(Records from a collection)
┄┄┄┄┄┄┄┄┄┄┄┄┄┄┄┄┄┄┄┄

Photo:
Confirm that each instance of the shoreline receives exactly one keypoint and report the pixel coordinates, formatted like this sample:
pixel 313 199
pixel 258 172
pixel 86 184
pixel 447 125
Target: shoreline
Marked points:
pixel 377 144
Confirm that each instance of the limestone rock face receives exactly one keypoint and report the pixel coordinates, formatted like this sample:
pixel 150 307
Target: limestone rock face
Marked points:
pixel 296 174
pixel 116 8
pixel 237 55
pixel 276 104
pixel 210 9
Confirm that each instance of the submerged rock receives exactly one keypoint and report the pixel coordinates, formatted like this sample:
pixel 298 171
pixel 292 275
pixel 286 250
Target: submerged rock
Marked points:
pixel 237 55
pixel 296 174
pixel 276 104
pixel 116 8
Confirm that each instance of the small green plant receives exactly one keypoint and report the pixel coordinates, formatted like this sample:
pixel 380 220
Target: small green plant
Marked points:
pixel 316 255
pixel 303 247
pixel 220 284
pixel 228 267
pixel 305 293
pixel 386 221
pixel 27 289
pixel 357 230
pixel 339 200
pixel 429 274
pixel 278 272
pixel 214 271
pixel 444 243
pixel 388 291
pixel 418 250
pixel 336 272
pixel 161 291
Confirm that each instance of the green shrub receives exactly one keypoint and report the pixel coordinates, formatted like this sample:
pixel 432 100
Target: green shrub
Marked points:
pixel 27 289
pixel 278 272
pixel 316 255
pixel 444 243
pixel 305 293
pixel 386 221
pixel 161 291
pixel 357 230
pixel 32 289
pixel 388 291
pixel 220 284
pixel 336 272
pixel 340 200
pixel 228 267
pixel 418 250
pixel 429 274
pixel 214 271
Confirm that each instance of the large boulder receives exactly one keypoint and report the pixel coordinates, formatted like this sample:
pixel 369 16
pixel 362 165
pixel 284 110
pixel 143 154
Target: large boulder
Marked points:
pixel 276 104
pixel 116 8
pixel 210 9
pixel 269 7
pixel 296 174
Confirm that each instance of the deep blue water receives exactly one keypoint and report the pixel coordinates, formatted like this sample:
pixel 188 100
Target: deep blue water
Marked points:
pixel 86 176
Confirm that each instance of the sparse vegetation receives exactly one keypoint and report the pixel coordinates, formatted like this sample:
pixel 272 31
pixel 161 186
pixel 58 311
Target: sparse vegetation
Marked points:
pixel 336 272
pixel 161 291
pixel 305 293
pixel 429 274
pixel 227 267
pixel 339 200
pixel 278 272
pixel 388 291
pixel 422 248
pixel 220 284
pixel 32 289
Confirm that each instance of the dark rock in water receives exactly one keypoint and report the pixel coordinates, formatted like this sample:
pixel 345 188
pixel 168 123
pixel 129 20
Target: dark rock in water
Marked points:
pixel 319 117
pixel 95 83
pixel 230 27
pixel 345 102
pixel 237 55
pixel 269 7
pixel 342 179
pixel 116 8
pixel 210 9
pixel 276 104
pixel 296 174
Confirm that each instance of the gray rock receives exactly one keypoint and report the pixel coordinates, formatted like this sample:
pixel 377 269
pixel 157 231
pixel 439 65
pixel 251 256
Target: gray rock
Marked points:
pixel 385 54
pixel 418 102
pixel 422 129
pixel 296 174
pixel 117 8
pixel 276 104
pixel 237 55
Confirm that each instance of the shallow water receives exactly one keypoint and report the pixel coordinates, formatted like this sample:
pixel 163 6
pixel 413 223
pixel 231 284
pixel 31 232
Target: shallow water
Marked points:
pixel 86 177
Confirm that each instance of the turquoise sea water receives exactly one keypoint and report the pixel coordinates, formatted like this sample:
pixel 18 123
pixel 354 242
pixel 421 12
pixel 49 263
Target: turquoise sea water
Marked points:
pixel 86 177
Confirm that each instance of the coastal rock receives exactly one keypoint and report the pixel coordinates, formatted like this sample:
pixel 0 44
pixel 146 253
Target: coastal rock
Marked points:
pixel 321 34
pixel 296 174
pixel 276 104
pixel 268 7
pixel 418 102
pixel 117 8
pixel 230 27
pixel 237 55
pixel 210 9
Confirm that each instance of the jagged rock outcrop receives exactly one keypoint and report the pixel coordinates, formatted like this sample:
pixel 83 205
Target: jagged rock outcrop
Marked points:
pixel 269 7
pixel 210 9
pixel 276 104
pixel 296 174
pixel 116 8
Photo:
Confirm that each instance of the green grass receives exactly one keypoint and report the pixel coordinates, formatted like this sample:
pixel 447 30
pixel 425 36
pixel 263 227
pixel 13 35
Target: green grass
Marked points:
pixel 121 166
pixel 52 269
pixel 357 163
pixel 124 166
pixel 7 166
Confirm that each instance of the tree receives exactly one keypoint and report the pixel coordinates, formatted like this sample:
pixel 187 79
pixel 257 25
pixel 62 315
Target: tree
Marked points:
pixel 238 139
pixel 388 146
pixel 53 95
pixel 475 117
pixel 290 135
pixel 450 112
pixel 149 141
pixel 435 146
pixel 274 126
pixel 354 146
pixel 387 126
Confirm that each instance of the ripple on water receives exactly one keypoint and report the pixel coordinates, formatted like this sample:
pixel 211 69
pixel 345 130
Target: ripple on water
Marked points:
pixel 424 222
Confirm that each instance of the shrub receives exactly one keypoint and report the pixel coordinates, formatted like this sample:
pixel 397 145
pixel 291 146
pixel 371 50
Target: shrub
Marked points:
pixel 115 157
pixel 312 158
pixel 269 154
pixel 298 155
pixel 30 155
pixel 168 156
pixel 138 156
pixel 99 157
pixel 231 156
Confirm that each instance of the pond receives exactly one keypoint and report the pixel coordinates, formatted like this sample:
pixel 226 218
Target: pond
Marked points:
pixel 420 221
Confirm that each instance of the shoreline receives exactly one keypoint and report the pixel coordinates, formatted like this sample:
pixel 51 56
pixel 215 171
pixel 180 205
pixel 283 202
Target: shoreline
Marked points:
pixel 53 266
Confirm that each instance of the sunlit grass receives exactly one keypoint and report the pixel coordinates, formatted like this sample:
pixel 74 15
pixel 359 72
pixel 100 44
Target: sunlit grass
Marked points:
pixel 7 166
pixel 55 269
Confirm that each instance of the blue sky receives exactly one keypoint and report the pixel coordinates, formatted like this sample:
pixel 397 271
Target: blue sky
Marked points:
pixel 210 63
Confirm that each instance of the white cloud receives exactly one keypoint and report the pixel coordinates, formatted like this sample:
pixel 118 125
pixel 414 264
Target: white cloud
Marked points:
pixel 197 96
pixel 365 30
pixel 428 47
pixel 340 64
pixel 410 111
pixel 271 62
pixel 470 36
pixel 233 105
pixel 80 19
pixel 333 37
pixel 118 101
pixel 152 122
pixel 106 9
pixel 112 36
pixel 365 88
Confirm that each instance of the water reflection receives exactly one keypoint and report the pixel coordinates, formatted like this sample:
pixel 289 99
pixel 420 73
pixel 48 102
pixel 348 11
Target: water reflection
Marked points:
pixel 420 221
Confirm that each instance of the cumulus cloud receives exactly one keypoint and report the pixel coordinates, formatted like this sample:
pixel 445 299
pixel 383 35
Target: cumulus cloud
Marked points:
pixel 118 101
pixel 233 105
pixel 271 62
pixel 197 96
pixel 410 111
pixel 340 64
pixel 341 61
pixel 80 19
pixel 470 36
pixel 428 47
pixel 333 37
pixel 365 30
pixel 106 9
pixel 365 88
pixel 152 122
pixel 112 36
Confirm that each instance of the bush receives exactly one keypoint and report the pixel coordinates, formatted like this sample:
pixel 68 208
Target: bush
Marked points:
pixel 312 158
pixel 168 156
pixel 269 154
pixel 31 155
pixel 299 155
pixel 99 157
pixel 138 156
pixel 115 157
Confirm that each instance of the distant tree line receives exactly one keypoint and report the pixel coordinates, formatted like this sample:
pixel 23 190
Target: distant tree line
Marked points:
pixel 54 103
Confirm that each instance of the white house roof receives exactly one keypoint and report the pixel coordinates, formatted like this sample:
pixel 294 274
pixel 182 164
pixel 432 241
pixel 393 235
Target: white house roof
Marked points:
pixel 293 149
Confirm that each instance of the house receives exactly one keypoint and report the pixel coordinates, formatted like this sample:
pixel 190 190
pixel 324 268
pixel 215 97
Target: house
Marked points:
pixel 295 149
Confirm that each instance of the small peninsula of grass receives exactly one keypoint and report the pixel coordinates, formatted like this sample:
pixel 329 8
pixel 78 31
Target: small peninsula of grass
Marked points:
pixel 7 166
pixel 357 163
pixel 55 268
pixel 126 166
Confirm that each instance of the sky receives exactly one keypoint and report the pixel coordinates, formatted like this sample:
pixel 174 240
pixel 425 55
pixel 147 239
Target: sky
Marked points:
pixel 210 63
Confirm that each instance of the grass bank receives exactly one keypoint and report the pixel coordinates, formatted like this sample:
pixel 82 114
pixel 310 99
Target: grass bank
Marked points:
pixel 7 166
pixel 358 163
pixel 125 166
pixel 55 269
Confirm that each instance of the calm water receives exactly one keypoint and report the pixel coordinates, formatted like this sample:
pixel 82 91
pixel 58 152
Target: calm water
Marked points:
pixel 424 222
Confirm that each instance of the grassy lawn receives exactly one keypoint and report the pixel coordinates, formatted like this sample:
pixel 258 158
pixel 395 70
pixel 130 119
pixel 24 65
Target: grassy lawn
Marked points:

┄┄┄┄┄┄┄┄┄┄┄┄┄┄┄┄┄┄┄┄

Reproduce exactly, with nothing added, the lines from the one that contains "Confirm that each instance of the white house" to the end of the data.

Confirm that each instance of the white house roof receives exactly one keypoint and report the pixel coordinates, formatted like this sample:
pixel 294 274
pixel 182 164
pixel 432 241
pixel 393 235
Target: white house roof
Marked points:
pixel 293 149
Confirm that each instance of the house receives exactly one keypoint and report the pixel coordinates, formatted like this sample:
pixel 190 190
pixel 324 268
pixel 215 97
Target: house
Marked points:
pixel 295 149
Confirm that each instance of the small peninsula of grass receives exactly one keypoint and report the pixel coordinates, formatted like this sample:
pixel 329 8
pixel 78 31
Target: small peninsula of grass
Marked points:
pixel 7 166
pixel 357 163
pixel 55 268
pixel 126 166
Confirm that each instance of the sky receives exactly one keypoint and report the pixel coordinates, formatted like this sample:
pixel 174 240
pixel 425 55
pixel 147 239
Target: sky
Marked points:
pixel 210 63
Confirm that each instance of the grass bank receives exactly one keypoint and report the pixel coordinates, formatted like this sample:
pixel 82 114
pixel 310 99
Target: grass bank
Marked points:
pixel 7 166
pixel 358 163
pixel 125 166
pixel 55 269
Confirm that each instance of the calm water receives exactly one keypoint and report the pixel coordinates, formatted like this sample:
pixel 82 91
pixel 58 152
Target: calm water
Marked points:
pixel 424 222
Confirm that each instance of the grassy lawn receives exactly one keypoint and report the pixel coordinates, formatted like this sample:
pixel 258 158
pixel 395 70
pixel 130 119
pixel 24 65
Target: grassy lawn
Marked points:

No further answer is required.